**Task details**
Reproduce the data below with every occurrence of "position of each" changed to "location of each", keeping everything else identical, and omit the pictures from your answer.

(Extracted data entries)
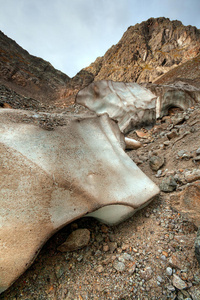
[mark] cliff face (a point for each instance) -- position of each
(153, 51)
(29, 75)
(147, 51)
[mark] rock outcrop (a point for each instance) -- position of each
(148, 50)
(28, 75)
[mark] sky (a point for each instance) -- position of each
(71, 34)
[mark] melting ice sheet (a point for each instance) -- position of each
(50, 178)
(128, 103)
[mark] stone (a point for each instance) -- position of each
(58, 176)
(132, 144)
(156, 162)
(197, 246)
(198, 151)
(176, 261)
(168, 184)
(178, 282)
(76, 240)
(119, 266)
(172, 134)
(169, 271)
(193, 175)
(188, 202)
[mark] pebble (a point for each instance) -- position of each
(168, 184)
(178, 282)
(76, 240)
(198, 151)
(100, 269)
(169, 271)
(156, 162)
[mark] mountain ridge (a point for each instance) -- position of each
(146, 52)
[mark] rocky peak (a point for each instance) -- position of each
(29, 75)
(147, 51)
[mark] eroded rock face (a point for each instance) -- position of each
(148, 50)
(53, 175)
(128, 103)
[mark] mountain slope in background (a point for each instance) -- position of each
(148, 50)
(29, 75)
(144, 54)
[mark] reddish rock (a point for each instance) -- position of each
(188, 202)
(76, 240)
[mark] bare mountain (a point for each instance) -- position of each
(148, 50)
(144, 54)
(28, 75)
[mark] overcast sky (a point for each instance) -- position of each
(71, 34)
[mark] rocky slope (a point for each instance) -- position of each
(149, 256)
(145, 52)
(148, 50)
(28, 75)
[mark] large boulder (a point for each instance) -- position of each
(55, 169)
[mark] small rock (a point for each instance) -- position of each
(147, 273)
(105, 248)
(76, 240)
(166, 143)
(181, 152)
(160, 279)
(178, 282)
(176, 261)
(156, 162)
(172, 134)
(169, 271)
(119, 266)
(197, 158)
(197, 246)
(132, 268)
(171, 288)
(100, 269)
(168, 184)
(198, 151)
(192, 175)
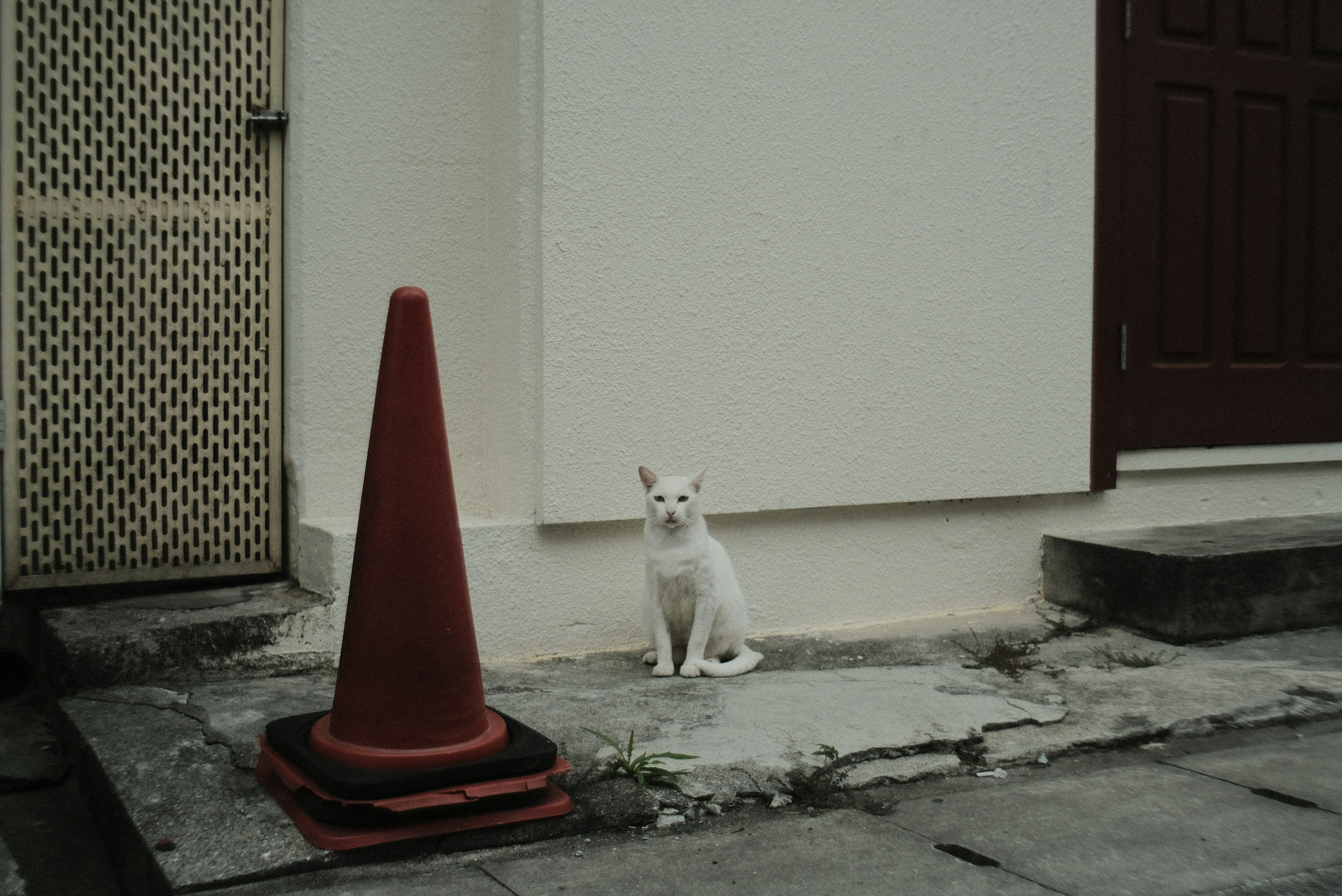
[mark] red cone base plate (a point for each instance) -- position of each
(282, 780)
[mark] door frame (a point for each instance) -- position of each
(1106, 336)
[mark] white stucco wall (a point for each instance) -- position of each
(575, 588)
(403, 169)
(882, 260)
(840, 254)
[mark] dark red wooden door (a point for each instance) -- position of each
(1231, 251)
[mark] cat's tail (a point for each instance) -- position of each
(740, 664)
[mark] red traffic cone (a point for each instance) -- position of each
(409, 730)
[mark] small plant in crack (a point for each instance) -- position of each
(646, 766)
(1008, 658)
(816, 788)
(827, 752)
(1110, 659)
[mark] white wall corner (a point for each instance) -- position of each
(323, 557)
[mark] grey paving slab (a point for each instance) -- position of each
(11, 883)
(779, 718)
(364, 882)
(1308, 768)
(1326, 882)
(178, 785)
(1132, 832)
(845, 852)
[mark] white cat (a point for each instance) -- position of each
(693, 605)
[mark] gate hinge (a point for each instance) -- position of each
(268, 121)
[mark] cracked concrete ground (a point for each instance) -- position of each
(178, 756)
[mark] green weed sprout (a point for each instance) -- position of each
(643, 768)
(827, 752)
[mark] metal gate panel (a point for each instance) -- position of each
(140, 269)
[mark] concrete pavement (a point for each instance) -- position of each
(174, 760)
(1131, 823)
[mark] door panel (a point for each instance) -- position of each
(140, 290)
(1228, 284)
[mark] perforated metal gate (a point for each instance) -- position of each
(140, 273)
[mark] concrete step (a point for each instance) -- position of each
(1207, 580)
(270, 628)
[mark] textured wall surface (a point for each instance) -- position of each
(403, 169)
(575, 588)
(839, 254)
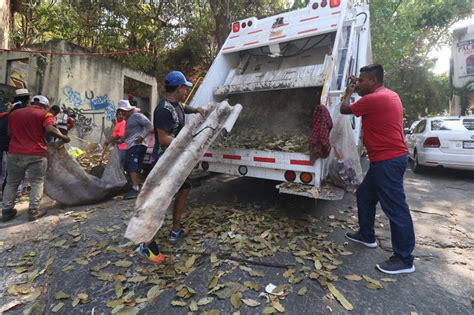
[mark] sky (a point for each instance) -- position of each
(444, 53)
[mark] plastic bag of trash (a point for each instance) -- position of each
(68, 183)
(344, 161)
(75, 152)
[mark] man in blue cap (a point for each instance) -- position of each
(168, 120)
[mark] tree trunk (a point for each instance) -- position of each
(220, 10)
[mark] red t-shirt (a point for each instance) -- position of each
(27, 128)
(382, 124)
(119, 132)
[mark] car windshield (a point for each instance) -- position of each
(448, 125)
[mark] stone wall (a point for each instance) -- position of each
(89, 86)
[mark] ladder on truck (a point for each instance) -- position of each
(341, 60)
(339, 66)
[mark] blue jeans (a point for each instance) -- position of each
(384, 183)
(17, 167)
(134, 158)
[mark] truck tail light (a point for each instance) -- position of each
(306, 177)
(290, 176)
(431, 142)
(243, 170)
(236, 27)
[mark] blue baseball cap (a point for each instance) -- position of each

**Correct response**
[mark] cliff face (a point for each instance) -- location of each
(153, 51)
(29, 75)
(147, 51)
[mark] rock outcrop (a point for each instance) -- location of each
(148, 50)
(28, 75)
[mark] sky (a point for each instance) -- location of each
(71, 34)
[mark] melting ice sheet (a point for each instance) -- location of each
(50, 178)
(128, 103)
[mark] stone (a point for each instance) -- location of each
(58, 176)
(132, 144)
(156, 162)
(197, 246)
(198, 151)
(176, 261)
(168, 184)
(178, 282)
(76, 240)
(119, 266)
(172, 134)
(169, 271)
(193, 175)
(188, 202)
[mark] pebble (a point for each instance) -- location of each
(168, 184)
(178, 282)
(76, 240)
(198, 151)
(100, 269)
(169, 271)
(156, 162)
[mark] mountain ridge (a point for each instance) -- location of each
(146, 52)
[mark] rocky peak (a point for each instance) -- location of each
(29, 75)
(147, 51)
[mark] eroded rock face (a point for each instance) -- location of each
(148, 50)
(53, 175)
(128, 103)
[mark] mountain slope in background (a point for each instance) -- location of each
(148, 50)
(29, 75)
(144, 54)
[mark] reddish rock (a point for each instance) -- location of each
(188, 202)
(76, 240)
[mark] bare mountain (a point for each instance) -- location of each
(148, 50)
(144, 54)
(28, 75)
[mark] overcast sky (a point for each instance) -- location of each
(71, 34)
[mark] rocky slope (a point for each instance) -- location of each
(149, 256)
(145, 52)
(148, 50)
(28, 75)
[mark] large boulder (a point for each instance) -- location of each
(55, 169)
[mark] small rock (a point for each instance) -- location of each
(147, 273)
(105, 248)
(76, 240)
(166, 143)
(181, 152)
(160, 279)
(178, 282)
(176, 261)
(156, 162)
(172, 134)
(169, 271)
(119, 266)
(197, 158)
(197, 246)
(132, 268)
(171, 288)
(100, 269)
(168, 184)
(198, 151)
(192, 175)
[mark] red cone base plate (a point for each instance) -- location of each
(282, 780)
[mark] door frame (a point for each instance) -- location of each
(1106, 336)
[mark] white stucco wall (a point for each instance) -- location of each
(575, 588)
(403, 169)
(882, 260)
(840, 254)
[mark] dark red wooden door (a point for each instance) -- location of each
(1231, 251)
[mark] cat's tail (a point for each instance) -- location of each
(740, 664)
[mark] red traffic cone (a point for each instance) -- location of each
(409, 730)
[mark] small plant in crack (a point for each instance) -- location of each
(646, 766)
(1008, 658)
(816, 788)
(827, 752)
(1110, 659)
[mark] white wall corner (a point for each instance) -- location of each
(323, 557)
[mark] grey paving slab (a point for each instance) -- location of each
(11, 883)
(779, 718)
(364, 882)
(1308, 768)
(1326, 882)
(178, 785)
(1132, 832)
(845, 852)
[mark] white cat (a point for each instance) -- location of each
(693, 605)
[mark] gate hinge (a point for each instance) -- location of each
(268, 121)
[mark] cracked concrete ground (a point for each instance) -- location of each
(178, 756)
[mark] green weed sprout (a point for each instance) -- location of each
(643, 768)
(827, 752)
[mark] metal gate panel (a point for each instance) -- location of each
(140, 269)
[mark] concrete pavement (a point for each instance) -- location of each
(174, 760)
(1131, 823)
[mark] door panel (a point for each instance) -- location of each
(140, 290)
(1228, 284)
[mark] perforated metal gate (a point for each instance) -- location of each
(140, 273)
[mark] concrete step (a point for each instance) -- location of each
(1207, 580)
(270, 628)
[mark] textured wall surface (a point for each instance) -- location of each
(403, 169)
(575, 588)
(839, 254)
[mark] sky (a point for each instance) -- location of each
(444, 53)
[mark] plastic bag of trash (a point for each instance) -- location of each
(68, 183)
(344, 161)
(75, 152)
[mark] man in blue cap (a point for each instance) -- location of each
(168, 120)
[mark] tree trunk (a point for each instance) -- location of each
(220, 10)
[mark] red t-shirt (a point for each instance) -- location of each
(27, 128)
(382, 124)
(119, 132)
[mark] car windshield (a point for each instance) -- location of each
(448, 125)
[mark] stone wall (a point for each instance) -- location of each
(89, 86)
[mark] ladder on truck (a point for each instance) -- location of each
(341, 60)
(339, 66)
[mark] blue jeans (a point for each instance) -- location of each
(384, 183)
(17, 167)
(134, 158)
[mark] truck tail light (a point for each instance) -- location of each
(306, 177)
(290, 176)
(431, 142)
(243, 170)
(236, 27)
[mark] blue baseball cap (a point for each instance) -- location of each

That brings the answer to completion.